## Annotated coordinate records

╔══

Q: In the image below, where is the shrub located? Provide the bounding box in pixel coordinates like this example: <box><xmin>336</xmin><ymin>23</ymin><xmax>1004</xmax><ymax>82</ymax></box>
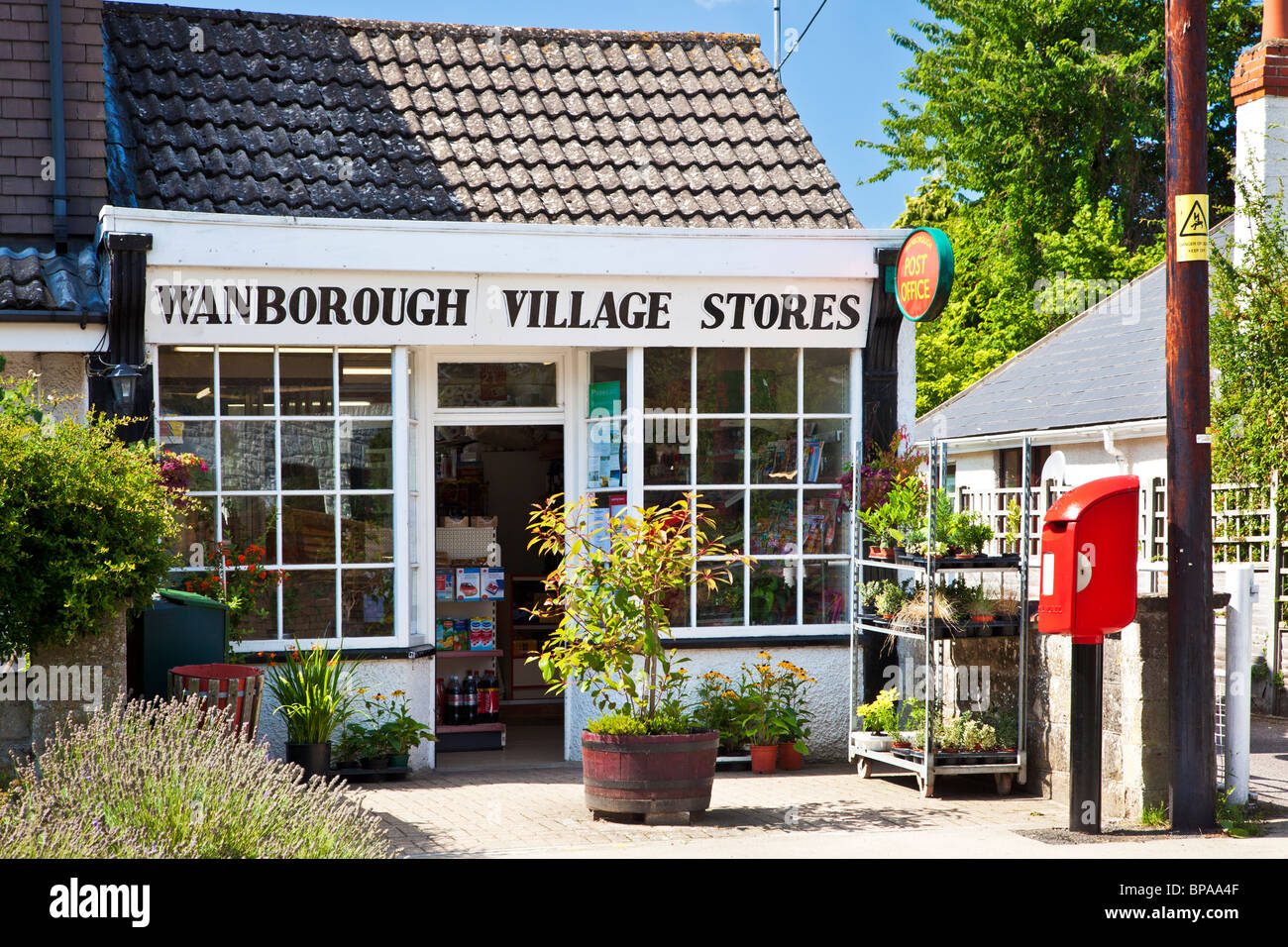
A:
<box><xmin>587</xmin><ymin>714</ymin><xmax>648</xmax><ymax>737</ymax></box>
<box><xmin>0</xmin><ymin>695</ymin><xmax>391</xmax><ymax>858</ymax></box>
<box><xmin>0</xmin><ymin>401</ymin><xmax>177</xmax><ymax>656</ymax></box>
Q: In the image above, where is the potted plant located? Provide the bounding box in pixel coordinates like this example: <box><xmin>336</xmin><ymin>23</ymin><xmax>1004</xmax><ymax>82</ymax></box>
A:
<box><xmin>331</xmin><ymin>723</ymin><xmax>366</xmax><ymax>770</ymax></box>
<box><xmin>528</xmin><ymin>493</ymin><xmax>750</xmax><ymax>814</ymax></box>
<box><xmin>778</xmin><ymin>661</ymin><xmax>818</xmax><ymax>772</ymax></box>
<box><xmin>875</xmin><ymin>579</ymin><xmax>906</xmax><ymax>621</ymax></box>
<box><xmin>267</xmin><ymin>642</ymin><xmax>357</xmax><ymax>779</ymax></box>
<box><xmin>855</xmin><ymin>686</ymin><xmax>899</xmax><ymax>751</ymax></box>
<box><xmin>962</xmin><ymin>594</ymin><xmax>997</xmax><ymax>625</ymax></box>
<box><xmin>692</xmin><ymin>672</ymin><xmax>747</xmax><ymax>756</ymax></box>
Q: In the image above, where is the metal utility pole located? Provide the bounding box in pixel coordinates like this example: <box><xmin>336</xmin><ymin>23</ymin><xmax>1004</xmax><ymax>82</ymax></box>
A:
<box><xmin>774</xmin><ymin>0</ymin><xmax>783</xmax><ymax>76</ymax></box>
<box><xmin>1166</xmin><ymin>0</ymin><xmax>1216</xmax><ymax>831</ymax></box>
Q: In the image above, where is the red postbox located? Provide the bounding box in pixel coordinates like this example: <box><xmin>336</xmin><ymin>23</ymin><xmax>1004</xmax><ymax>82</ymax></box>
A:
<box><xmin>1038</xmin><ymin>475</ymin><xmax>1140</xmax><ymax>644</ymax></box>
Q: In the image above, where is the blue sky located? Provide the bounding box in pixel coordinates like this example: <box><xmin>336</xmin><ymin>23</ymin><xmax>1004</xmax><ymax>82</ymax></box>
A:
<box><xmin>136</xmin><ymin>0</ymin><xmax>927</xmax><ymax>227</ymax></box>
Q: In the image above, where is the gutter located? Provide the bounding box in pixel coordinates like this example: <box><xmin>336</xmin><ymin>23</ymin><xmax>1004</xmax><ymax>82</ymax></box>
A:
<box><xmin>46</xmin><ymin>0</ymin><xmax>67</xmax><ymax>254</ymax></box>
<box><xmin>915</xmin><ymin>417</ymin><xmax>1167</xmax><ymax>453</ymax></box>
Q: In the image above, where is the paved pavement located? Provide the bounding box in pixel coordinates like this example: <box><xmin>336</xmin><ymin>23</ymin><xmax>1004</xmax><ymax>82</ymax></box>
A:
<box><xmin>353</xmin><ymin>764</ymin><xmax>1288</xmax><ymax>858</ymax></box>
<box><xmin>1248</xmin><ymin>716</ymin><xmax>1288</xmax><ymax>806</ymax></box>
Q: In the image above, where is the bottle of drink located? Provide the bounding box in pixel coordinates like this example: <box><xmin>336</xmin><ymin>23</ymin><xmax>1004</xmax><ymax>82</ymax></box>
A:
<box><xmin>480</xmin><ymin>669</ymin><xmax>501</xmax><ymax>723</ymax></box>
<box><xmin>461</xmin><ymin>672</ymin><xmax>480</xmax><ymax>725</ymax></box>
<box><xmin>447</xmin><ymin>674</ymin><xmax>461</xmax><ymax>727</ymax></box>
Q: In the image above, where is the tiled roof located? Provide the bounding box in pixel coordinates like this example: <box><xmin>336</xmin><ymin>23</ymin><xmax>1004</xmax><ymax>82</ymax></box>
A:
<box><xmin>0</xmin><ymin>248</ymin><xmax>107</xmax><ymax>312</ymax></box>
<box><xmin>915</xmin><ymin>218</ymin><xmax>1233</xmax><ymax>441</ymax></box>
<box><xmin>103</xmin><ymin>3</ymin><xmax>859</xmax><ymax>228</ymax></box>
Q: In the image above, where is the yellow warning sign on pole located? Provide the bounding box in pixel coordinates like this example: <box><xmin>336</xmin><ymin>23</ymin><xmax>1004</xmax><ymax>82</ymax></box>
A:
<box><xmin>1176</xmin><ymin>194</ymin><xmax>1208</xmax><ymax>263</ymax></box>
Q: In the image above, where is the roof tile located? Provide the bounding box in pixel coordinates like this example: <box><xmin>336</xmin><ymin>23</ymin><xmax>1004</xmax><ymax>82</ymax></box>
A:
<box><xmin>103</xmin><ymin>3</ymin><xmax>858</xmax><ymax>228</ymax></box>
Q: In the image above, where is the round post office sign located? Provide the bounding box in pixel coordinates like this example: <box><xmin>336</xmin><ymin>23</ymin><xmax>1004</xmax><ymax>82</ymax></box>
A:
<box><xmin>894</xmin><ymin>227</ymin><xmax>953</xmax><ymax>322</ymax></box>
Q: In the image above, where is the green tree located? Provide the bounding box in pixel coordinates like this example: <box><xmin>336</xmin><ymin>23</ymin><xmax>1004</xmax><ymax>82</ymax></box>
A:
<box><xmin>0</xmin><ymin>394</ymin><xmax>177</xmax><ymax>656</ymax></box>
<box><xmin>858</xmin><ymin>0</ymin><xmax>1259</xmax><ymax>414</ymax></box>
<box><xmin>1210</xmin><ymin>178</ymin><xmax>1288</xmax><ymax>483</ymax></box>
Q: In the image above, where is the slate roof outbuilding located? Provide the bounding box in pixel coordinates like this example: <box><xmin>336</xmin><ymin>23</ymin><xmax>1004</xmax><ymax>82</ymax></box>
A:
<box><xmin>914</xmin><ymin>218</ymin><xmax>1233</xmax><ymax>441</ymax></box>
<box><xmin>103</xmin><ymin>3</ymin><xmax>860</xmax><ymax>228</ymax></box>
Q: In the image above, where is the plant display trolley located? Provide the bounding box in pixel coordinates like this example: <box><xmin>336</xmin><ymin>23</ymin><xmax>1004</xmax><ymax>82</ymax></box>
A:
<box><xmin>849</xmin><ymin>438</ymin><xmax>1031</xmax><ymax>797</ymax></box>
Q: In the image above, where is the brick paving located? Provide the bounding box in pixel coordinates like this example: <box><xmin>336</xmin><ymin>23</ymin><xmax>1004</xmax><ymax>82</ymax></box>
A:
<box><xmin>362</xmin><ymin>764</ymin><xmax>1064</xmax><ymax>857</ymax></box>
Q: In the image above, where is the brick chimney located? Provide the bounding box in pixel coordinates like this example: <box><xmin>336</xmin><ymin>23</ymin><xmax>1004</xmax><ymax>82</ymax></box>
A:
<box><xmin>0</xmin><ymin>0</ymin><xmax>107</xmax><ymax>250</ymax></box>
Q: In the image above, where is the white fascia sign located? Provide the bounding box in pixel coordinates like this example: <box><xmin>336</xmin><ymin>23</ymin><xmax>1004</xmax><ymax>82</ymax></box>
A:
<box><xmin>100</xmin><ymin>207</ymin><xmax>903</xmax><ymax>348</ymax></box>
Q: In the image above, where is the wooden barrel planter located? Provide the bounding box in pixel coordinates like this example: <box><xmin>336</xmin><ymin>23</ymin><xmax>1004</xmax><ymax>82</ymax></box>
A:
<box><xmin>170</xmin><ymin>665</ymin><xmax>265</xmax><ymax>740</ymax></box>
<box><xmin>581</xmin><ymin>730</ymin><xmax>720</xmax><ymax>815</ymax></box>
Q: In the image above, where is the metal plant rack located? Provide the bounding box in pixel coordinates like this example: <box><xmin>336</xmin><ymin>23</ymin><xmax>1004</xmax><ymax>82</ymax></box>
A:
<box><xmin>849</xmin><ymin>438</ymin><xmax>1031</xmax><ymax>797</ymax></box>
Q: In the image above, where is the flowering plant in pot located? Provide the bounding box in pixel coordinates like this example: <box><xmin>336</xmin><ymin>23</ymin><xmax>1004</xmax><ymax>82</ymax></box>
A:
<box><xmin>854</xmin><ymin>686</ymin><xmax>899</xmax><ymax>750</ymax></box>
<box><xmin>739</xmin><ymin>651</ymin><xmax>793</xmax><ymax>773</ymax></box>
<box><xmin>266</xmin><ymin>642</ymin><xmax>357</xmax><ymax>776</ymax></box>
<box><xmin>778</xmin><ymin>661</ymin><xmax>818</xmax><ymax>771</ymax></box>
<box><xmin>527</xmin><ymin>493</ymin><xmax>750</xmax><ymax>813</ymax></box>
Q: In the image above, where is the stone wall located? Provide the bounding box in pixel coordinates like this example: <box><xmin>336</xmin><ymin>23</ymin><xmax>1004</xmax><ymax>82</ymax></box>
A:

╚══

## Task details
Copy the rows verbatim, starting with the line that contains "Q: In the image above, where is the metal plant" and continuing through the final line of the rows.

## Output for this task
Q: In the image above, where is the metal plant rack located? Provide the bounding box in pixel coordinates like this example: <box><xmin>336</xmin><ymin>23</ymin><xmax>1004</xmax><ymax>82</ymax></box>
A:
<box><xmin>849</xmin><ymin>438</ymin><xmax>1031</xmax><ymax>797</ymax></box>
Q: In the image above, where is the flowering plant in pot located? Provide the bounding box in pixel coordinates like this example: <box><xmin>336</xmin><ymin>23</ymin><xmax>1004</xmax><ymax>82</ymax></box>
A:
<box><xmin>854</xmin><ymin>686</ymin><xmax>899</xmax><ymax>750</ymax></box>
<box><xmin>739</xmin><ymin>651</ymin><xmax>793</xmax><ymax>773</ymax></box>
<box><xmin>266</xmin><ymin>642</ymin><xmax>357</xmax><ymax>776</ymax></box>
<box><xmin>778</xmin><ymin>661</ymin><xmax>818</xmax><ymax>771</ymax></box>
<box><xmin>527</xmin><ymin>493</ymin><xmax>750</xmax><ymax>813</ymax></box>
Q: In the image above, where is the stone wall located? Provide the bounding box in pixel coordinates like this example: <box><xmin>336</xmin><ymin>23</ymin><xmax>1004</xmax><ymax>82</ymax></box>
A:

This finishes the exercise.